TASK DESCRIPTION: Every record that follows should be written out again without any change.

Records contained in a dataset:
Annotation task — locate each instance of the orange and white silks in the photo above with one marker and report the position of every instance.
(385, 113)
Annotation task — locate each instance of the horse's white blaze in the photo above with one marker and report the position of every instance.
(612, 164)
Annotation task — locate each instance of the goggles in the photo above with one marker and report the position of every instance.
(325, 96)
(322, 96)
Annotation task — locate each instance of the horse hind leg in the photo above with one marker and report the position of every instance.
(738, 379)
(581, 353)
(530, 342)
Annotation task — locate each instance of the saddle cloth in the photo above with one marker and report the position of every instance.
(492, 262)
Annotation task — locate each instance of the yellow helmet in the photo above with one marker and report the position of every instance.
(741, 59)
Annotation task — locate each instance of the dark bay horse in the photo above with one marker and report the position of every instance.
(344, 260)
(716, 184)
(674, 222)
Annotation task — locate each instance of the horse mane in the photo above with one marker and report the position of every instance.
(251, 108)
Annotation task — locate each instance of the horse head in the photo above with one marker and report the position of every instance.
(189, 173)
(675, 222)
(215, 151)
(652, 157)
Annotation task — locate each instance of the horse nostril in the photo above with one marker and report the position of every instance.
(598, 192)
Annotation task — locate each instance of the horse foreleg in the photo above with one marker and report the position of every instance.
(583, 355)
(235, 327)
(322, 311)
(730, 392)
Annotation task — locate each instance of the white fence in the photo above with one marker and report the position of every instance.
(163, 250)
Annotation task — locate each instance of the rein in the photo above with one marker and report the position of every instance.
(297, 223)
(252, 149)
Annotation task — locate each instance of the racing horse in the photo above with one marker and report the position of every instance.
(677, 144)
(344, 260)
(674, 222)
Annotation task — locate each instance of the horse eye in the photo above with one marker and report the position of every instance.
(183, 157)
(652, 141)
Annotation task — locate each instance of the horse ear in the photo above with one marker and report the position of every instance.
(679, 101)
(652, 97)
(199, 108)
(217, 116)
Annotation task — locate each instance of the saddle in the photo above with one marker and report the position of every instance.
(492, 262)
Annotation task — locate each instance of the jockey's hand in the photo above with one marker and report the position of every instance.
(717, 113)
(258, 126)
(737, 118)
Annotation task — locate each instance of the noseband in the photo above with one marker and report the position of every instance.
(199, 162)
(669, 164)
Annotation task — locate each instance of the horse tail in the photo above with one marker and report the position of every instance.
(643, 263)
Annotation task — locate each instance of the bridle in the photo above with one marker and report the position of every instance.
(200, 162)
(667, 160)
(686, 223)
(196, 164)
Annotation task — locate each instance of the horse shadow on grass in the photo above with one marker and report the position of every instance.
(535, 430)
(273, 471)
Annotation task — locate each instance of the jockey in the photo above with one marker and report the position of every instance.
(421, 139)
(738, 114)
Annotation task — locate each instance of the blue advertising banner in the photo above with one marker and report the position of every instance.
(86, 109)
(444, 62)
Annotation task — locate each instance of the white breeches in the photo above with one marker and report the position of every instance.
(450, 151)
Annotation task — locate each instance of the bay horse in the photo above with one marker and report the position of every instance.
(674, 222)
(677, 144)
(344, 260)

PROBLEM SOLUTION:
Annotation task — locate each instance of the orange and white silks in the photo above with one marker and report the position of every instance.
(385, 113)
Annotation task — locate each instance of the horse's white blaze in the photo above with one marker and report the position of every instance.
(612, 164)
Annotation task — locate each instance of the goggles in the photo above with one marker and report the position of every instance.
(325, 96)
(322, 96)
Annotation task — locate each instance of the horse hind leg in the photo above with one marker and report the position of every instance.
(738, 379)
(581, 353)
(530, 342)
Annotation task — locate each instance of the saddle cloth in the photo above with one marker and report the position of every instance.
(492, 262)
Annotation task — locate each instance of the yellow helmet in the photo above with one marker and report the position of every instance.
(741, 59)
Annotation task — locate each instance of the dark bay horse in the photo above with one marker and report the position of every instance.
(344, 260)
(716, 184)
(674, 222)
Annotation task — locate each instance of the horse mane in the photo above with one marker and report the position of every instance.
(251, 108)
Annotation task — locate each instance of the horse head in the photo above with one marker and report the position of every instance.
(189, 173)
(675, 222)
(215, 151)
(652, 157)
Annotation task — locate each instance of the horse nostril in the photo above with one marker and report the position of every instance.
(598, 192)
Annotation task — locate each instance of the horse foreleg in the photo above with one marker and report the position of every instance.
(583, 355)
(235, 327)
(322, 311)
(730, 392)
Annotation task — locate each instance of the white fence in the photo above with one marker and report the position of every instance.
(163, 250)
Annotation task — locate each instance of the rein in the photo above with one marker and report the position of every instance.
(297, 223)
(252, 149)
Annotation task — locate each instance of the racing horse in the photo above with one marker and report the position of every instance.
(677, 144)
(344, 260)
(674, 222)
Annotation task — locate each instance of the horse eye in the photo above with one marker and report the position of every instance.
(183, 157)
(652, 141)
Annotation task — locate each instance of the horse ear in the photo above with one marker and report the position of every instance.
(679, 101)
(652, 97)
(199, 108)
(217, 116)
Annotation task — locate each instance of the saddle in the photo above with one marker and report the position of every instance.
(492, 262)
Annotation task — locate each instance of the jockey's hand in the photo above with one marker and report the position of every instance.
(717, 113)
(258, 126)
(737, 118)
Annotation task — locate each instance of the noseband in the photo above with one marker and report the position of every instance.
(199, 162)
(669, 164)
Annotation task — locate each instance of the horse tail in the photo above with one marker and report the position of every instance.
(643, 263)
Annotation task — locate each instance of the bridle in the photo above with one marker and report the position of every instance.
(200, 162)
(667, 160)
(686, 223)
(196, 164)
Annotation task — locate each instance of the horse shadow on grass in the photo above with one marker and report the position of every instance.
(535, 430)
(273, 471)
Annotation task — locate each instance of the jockey in the photo above with one marker and report the position of every instance.
(421, 139)
(738, 114)
Annotation task — locate each instance of the blue advertising banner in the photo above with one marker and report the position of every instance.
(86, 109)
(444, 62)
Annotation task — locate each instance of the white breeches in the photo above with one marker and report the position of every instance.
(450, 151)
Annotation task — locate each instance of the bay horse in the photo above with one marker and report the position of every instance.
(674, 222)
(677, 144)
(344, 260)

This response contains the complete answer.